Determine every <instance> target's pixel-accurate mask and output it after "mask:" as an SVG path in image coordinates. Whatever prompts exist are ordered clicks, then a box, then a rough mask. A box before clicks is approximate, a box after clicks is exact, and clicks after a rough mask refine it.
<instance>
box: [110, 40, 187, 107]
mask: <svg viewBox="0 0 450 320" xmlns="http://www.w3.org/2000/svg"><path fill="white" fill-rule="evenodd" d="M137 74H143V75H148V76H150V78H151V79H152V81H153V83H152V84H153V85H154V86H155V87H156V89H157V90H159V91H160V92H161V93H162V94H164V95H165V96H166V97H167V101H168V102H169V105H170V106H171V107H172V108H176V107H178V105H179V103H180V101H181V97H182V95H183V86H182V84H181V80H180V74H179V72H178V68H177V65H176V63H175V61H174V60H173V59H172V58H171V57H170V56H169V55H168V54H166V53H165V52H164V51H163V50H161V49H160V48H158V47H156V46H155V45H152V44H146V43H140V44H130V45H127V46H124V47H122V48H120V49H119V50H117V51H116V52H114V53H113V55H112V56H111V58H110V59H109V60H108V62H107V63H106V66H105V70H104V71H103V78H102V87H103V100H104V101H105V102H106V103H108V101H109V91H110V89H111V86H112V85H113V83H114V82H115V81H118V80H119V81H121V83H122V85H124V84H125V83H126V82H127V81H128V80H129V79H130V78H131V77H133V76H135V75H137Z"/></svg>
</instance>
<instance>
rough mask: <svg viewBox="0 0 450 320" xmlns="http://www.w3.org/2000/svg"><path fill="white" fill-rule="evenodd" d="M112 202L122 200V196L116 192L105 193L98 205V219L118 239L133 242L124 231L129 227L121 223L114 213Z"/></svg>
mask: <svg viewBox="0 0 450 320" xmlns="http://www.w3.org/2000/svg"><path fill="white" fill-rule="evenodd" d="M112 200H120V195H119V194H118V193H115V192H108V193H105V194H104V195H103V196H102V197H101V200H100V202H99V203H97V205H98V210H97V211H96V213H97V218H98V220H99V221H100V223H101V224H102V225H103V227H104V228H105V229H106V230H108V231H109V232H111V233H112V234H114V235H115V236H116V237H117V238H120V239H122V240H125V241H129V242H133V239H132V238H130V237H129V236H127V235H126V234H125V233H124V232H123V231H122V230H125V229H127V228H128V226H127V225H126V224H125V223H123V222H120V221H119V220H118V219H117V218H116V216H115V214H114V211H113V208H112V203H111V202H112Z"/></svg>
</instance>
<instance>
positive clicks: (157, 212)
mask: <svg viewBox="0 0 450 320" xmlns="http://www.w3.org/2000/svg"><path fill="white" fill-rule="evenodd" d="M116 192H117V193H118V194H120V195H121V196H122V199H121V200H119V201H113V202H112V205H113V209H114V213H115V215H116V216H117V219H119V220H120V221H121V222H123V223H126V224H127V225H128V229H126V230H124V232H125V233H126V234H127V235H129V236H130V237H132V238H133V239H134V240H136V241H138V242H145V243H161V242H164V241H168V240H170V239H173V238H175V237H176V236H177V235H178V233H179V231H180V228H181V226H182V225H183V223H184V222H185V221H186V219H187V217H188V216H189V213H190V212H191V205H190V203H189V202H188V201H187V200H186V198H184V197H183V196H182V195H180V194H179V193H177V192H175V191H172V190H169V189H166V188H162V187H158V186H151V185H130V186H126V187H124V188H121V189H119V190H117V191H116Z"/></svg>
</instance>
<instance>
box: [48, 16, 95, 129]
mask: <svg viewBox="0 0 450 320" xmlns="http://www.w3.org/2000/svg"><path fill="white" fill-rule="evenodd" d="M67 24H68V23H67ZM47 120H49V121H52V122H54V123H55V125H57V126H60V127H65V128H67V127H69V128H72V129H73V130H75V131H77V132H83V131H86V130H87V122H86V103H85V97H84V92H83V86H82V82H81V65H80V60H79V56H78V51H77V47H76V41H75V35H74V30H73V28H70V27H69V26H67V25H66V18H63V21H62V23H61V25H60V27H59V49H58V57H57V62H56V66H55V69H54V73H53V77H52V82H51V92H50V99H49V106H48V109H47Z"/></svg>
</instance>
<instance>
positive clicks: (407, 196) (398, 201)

■ ■ ■ ■ ■

# [TASK BRIEF]
For this exercise, write all the records out again exactly.

# [RESPONSE]
Determine every <instance> target's pixel-accurate mask and output it after "mask:" as an SVG path in image coordinates. Whatever prompts exist are ordered clicks, then a box, then a rough mask. A box before clicks is approximate, a box after clicks is exact, and clicks after a rough mask refine it.
<instance>
box: [110, 40, 187, 107]
mask: <svg viewBox="0 0 450 320" xmlns="http://www.w3.org/2000/svg"><path fill="white" fill-rule="evenodd" d="M137 74H143V75H148V76H150V78H151V79H152V81H153V83H152V84H153V85H154V86H155V87H156V89H157V90H159V91H160V92H161V93H162V94H164V95H165V96H166V97H167V101H168V102H169V105H170V106H171V107H172V108H176V107H178V105H179V103H180V101H181V97H182V95H183V86H182V84H181V80H180V74H179V72H178V68H177V65H176V63H175V61H174V60H173V59H172V58H171V57H170V56H169V55H168V54H166V53H165V52H164V51H163V50H161V49H160V48H158V47H156V46H155V45H152V44H146V43H140V44H130V45H127V46H124V47H122V48H120V49H119V50H117V51H116V52H114V53H113V55H112V56H111V58H110V59H109V60H108V62H107V63H106V66H105V70H104V71H103V78H102V87H103V100H104V101H105V102H106V103H108V101H109V91H110V89H111V86H112V85H113V83H114V82H115V81H118V80H119V81H121V83H122V85H124V84H125V83H126V82H127V81H128V80H129V79H130V78H131V77H133V76H135V75H137Z"/></svg>
</instance>
<instance>
rough mask: <svg viewBox="0 0 450 320" xmlns="http://www.w3.org/2000/svg"><path fill="white" fill-rule="evenodd" d="M112 202L122 200V196L116 192L105 193L98 205V219L118 239L133 242L124 231L129 227L121 223L114 213Z"/></svg>
mask: <svg viewBox="0 0 450 320" xmlns="http://www.w3.org/2000/svg"><path fill="white" fill-rule="evenodd" d="M112 200H120V195H119V194H118V193H115V192H108V193H105V194H104V195H103V196H102V197H101V200H100V202H99V203H97V205H98V210H97V211H96V213H97V218H98V220H99V221H100V223H101V224H102V225H103V227H104V228H105V229H106V230H108V231H109V232H111V233H112V234H114V235H115V236H116V237H117V238H120V239H122V240H125V241H129V242H133V239H132V238H130V237H129V236H127V235H126V234H125V233H124V232H123V231H122V230H125V229H127V228H128V226H127V225H126V224H125V223H123V222H120V221H119V220H118V219H117V218H116V216H115V214H114V211H113V208H112V203H111V202H112Z"/></svg>
</instance>
<instance>
positive clicks: (157, 212)
mask: <svg viewBox="0 0 450 320" xmlns="http://www.w3.org/2000/svg"><path fill="white" fill-rule="evenodd" d="M116 192H117V193H118V194H120V195H121V196H122V199H121V200H119V201H113V202H112V205H113V209H114V213H115V215H116V216H117V219H119V220H120V221H121V222H123V223H126V224H127V225H128V229H126V230H124V232H125V233H126V234H127V235H129V236H130V237H132V238H133V239H134V240H136V241H138V242H145V243H161V242H164V241H168V240H170V239H173V238H175V237H176V236H177V235H178V233H179V231H180V228H181V226H182V225H183V223H184V222H185V221H186V219H187V217H188V216H189V213H190V212H191V205H190V203H189V202H188V201H187V200H186V198H184V197H183V196H182V195H180V194H179V193H177V192H175V191H172V190H169V189H166V188H162V187H158V186H151V185H130V186H126V187H124V188H121V189H119V190H117V191H116Z"/></svg>
</instance>
<instance>
box: [48, 16, 95, 129]
mask: <svg viewBox="0 0 450 320" xmlns="http://www.w3.org/2000/svg"><path fill="white" fill-rule="evenodd" d="M67 24H68V23H67ZM47 120H49V121H52V122H54V123H55V125H57V126H60V127H65V128H67V127H69V128H72V129H73V130H75V131H77V132H83V131H86V130H87V122H86V103H85V97H84V92H83V86H82V82H81V65H80V60H79V56H78V51H77V47H76V41H75V35H74V30H73V28H70V27H69V26H67V25H66V18H63V21H62V23H61V25H60V27H59V49H58V57H57V62H56V66H55V69H54V73H53V77H52V82H51V92H50V99H49V106H48V109H47Z"/></svg>
</instance>
<instance>
positive clicks: (407, 196) (398, 201)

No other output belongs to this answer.